WHAT IS EXPECTED: Only the lines with the string "trace" are needed; return each of them from the entries below.

========================================================================

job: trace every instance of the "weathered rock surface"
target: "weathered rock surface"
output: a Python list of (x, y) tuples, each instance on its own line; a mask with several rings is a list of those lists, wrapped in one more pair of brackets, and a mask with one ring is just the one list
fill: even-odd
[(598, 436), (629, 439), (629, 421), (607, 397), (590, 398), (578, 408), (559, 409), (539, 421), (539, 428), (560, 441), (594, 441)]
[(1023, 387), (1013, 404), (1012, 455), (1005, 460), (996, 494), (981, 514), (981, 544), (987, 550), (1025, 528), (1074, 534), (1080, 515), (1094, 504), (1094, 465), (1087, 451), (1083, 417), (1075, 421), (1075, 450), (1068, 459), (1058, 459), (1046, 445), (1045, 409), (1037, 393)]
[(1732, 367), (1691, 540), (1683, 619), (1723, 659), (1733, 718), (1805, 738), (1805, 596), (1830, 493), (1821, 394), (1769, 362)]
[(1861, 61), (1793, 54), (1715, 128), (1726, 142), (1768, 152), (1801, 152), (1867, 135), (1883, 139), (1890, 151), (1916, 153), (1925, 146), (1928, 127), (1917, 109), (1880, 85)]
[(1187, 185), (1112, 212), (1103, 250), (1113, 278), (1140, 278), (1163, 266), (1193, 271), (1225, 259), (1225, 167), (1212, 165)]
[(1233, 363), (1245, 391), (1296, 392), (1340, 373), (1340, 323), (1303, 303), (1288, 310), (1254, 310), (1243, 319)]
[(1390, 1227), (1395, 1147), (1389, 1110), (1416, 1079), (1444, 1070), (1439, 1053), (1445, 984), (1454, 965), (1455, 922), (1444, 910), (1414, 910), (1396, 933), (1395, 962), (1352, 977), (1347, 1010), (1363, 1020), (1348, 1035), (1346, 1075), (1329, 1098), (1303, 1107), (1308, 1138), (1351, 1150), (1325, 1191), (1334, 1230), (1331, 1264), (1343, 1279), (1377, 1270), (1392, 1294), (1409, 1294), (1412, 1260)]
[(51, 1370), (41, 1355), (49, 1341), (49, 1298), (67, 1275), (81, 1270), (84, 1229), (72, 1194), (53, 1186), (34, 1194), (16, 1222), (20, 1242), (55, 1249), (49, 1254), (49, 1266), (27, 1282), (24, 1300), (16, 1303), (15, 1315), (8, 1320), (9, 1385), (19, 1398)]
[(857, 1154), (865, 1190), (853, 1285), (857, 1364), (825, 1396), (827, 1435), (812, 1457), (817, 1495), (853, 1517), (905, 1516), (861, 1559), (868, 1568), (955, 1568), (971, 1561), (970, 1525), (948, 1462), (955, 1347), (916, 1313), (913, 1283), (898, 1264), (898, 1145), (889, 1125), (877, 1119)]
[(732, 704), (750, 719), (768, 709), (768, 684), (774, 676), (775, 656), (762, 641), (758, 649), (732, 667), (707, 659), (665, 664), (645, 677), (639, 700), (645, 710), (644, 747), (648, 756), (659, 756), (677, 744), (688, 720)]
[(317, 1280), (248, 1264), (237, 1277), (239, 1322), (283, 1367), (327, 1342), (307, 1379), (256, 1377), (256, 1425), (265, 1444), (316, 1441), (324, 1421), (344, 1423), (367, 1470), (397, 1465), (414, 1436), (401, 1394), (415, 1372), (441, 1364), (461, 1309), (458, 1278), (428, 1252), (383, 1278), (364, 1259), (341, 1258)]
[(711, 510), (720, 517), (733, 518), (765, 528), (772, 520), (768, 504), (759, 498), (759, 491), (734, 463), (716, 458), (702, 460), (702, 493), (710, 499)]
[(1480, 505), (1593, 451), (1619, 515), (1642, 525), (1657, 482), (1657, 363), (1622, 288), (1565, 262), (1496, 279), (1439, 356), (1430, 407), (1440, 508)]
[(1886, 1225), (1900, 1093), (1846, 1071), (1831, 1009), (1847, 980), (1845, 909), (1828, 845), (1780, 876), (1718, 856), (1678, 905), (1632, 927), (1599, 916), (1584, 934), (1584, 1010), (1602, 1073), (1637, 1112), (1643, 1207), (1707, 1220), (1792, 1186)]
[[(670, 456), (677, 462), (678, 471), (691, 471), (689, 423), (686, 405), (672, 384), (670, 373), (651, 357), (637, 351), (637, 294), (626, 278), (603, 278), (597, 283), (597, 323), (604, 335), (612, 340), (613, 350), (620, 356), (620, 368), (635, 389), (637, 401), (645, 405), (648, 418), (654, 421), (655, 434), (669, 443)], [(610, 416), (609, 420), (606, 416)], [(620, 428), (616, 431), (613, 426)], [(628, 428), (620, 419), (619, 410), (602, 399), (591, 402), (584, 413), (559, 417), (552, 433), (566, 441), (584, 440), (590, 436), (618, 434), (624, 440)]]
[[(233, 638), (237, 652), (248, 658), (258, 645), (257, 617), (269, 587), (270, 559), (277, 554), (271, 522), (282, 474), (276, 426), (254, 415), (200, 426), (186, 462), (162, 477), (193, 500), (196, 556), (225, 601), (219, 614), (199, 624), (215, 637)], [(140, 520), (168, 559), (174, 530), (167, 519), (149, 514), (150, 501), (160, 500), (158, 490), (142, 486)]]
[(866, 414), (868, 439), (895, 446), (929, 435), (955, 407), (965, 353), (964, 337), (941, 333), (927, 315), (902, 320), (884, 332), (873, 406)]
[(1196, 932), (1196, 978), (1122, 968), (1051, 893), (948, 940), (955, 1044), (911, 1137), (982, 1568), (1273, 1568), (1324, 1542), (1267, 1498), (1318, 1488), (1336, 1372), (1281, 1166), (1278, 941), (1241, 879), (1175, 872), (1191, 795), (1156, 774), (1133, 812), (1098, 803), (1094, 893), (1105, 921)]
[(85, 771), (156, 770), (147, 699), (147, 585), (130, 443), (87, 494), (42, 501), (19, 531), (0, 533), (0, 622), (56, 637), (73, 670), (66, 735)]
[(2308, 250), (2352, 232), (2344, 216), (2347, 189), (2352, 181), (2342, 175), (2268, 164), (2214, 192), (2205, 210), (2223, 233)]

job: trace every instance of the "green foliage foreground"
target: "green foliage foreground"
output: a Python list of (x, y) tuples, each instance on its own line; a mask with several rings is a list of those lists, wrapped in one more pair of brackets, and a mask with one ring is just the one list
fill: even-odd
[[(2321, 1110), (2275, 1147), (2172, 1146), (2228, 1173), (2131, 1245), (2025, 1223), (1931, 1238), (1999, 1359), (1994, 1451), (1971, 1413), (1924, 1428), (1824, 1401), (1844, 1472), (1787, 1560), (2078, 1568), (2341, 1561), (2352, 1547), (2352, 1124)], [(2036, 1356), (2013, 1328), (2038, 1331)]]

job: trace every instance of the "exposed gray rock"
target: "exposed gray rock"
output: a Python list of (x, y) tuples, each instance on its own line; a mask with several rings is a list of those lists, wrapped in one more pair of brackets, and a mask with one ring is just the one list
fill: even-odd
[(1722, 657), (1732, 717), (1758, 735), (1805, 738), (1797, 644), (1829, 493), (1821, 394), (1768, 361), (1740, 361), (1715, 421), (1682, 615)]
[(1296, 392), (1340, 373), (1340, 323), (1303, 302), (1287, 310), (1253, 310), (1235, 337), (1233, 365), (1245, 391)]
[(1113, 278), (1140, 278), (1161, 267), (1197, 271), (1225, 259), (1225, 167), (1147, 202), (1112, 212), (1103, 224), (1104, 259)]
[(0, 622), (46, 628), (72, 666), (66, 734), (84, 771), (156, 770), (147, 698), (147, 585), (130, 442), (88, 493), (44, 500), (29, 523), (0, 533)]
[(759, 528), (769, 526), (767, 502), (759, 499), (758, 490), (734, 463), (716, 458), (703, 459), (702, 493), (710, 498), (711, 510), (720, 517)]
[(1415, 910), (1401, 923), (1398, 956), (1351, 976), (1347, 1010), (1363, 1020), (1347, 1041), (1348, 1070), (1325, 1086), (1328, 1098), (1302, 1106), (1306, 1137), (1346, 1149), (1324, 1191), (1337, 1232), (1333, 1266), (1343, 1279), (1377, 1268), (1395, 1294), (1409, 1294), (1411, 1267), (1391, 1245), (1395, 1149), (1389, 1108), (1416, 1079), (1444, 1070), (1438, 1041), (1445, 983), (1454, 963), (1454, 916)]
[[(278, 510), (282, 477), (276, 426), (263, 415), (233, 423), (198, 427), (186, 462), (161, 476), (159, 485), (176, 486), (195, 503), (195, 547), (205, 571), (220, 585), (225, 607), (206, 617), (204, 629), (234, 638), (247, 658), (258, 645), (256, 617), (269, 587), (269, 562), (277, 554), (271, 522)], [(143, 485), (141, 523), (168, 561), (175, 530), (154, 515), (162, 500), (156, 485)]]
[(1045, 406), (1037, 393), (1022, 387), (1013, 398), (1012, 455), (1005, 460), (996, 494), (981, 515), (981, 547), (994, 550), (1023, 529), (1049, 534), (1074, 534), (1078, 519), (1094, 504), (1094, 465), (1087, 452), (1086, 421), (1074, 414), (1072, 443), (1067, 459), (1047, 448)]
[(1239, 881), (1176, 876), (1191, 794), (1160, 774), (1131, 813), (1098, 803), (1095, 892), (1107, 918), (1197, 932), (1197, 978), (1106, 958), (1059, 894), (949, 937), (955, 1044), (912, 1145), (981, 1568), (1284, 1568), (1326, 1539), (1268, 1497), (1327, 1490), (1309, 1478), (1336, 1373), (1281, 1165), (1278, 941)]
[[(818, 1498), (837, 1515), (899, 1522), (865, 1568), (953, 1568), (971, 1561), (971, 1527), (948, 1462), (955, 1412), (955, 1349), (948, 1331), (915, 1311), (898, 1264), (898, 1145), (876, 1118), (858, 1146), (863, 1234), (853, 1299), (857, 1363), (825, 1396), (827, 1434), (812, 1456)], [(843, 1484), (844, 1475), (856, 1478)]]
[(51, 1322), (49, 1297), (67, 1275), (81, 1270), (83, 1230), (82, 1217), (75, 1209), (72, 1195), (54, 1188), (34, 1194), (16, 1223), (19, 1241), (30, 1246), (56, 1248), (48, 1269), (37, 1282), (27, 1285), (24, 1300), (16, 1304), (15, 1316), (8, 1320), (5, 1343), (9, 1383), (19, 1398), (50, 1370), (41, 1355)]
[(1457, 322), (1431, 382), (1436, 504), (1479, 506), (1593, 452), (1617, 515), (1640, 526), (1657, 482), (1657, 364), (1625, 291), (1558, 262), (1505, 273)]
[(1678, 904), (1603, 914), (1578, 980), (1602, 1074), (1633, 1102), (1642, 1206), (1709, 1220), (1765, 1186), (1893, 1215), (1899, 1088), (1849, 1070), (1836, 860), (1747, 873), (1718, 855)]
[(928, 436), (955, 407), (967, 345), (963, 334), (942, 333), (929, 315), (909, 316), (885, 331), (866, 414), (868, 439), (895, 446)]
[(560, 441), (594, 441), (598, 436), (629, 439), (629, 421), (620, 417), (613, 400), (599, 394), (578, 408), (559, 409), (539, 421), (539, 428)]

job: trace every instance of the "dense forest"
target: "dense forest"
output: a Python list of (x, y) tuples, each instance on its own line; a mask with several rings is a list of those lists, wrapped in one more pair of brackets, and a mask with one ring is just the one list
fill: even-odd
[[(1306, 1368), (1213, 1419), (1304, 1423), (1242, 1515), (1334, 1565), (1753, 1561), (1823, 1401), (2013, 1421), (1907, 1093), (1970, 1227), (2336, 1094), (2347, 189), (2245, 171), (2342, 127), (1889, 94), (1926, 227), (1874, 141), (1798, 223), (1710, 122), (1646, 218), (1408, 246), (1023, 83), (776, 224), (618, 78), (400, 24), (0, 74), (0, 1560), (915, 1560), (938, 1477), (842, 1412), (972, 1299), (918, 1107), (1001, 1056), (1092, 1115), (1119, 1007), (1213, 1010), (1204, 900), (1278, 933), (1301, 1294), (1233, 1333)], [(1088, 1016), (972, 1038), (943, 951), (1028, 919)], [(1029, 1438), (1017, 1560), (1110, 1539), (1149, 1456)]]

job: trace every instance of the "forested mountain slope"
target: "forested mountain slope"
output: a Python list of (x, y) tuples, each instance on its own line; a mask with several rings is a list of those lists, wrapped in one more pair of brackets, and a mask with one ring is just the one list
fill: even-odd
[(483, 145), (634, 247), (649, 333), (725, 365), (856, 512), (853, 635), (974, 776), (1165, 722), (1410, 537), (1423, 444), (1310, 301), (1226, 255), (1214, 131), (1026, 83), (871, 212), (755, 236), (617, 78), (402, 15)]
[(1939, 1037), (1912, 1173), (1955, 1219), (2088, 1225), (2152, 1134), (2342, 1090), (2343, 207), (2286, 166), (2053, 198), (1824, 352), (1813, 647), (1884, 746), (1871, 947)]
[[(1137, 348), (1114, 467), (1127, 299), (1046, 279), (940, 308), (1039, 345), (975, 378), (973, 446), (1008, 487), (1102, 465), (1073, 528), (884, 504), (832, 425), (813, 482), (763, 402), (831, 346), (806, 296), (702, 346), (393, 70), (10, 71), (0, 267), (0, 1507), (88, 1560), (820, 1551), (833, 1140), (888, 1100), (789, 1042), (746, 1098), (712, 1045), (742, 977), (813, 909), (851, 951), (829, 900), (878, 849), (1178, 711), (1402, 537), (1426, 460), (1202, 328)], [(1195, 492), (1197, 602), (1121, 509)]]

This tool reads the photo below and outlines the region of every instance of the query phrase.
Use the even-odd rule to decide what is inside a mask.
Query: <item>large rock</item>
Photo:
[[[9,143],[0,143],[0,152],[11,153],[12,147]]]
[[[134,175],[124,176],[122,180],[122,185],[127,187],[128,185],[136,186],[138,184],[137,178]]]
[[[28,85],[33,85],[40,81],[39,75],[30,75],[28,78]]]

========================================================================

SOLUTION FOR THIS PROBLEM:
job: trace every instance of the "weathered rock surface"
job: trace every instance of the "green foliage foreground"
job: trace every instance of the "exposed gray rock"
job: trace every instance of the "dense forest"
job: trace every instance of the "forested mountain slope"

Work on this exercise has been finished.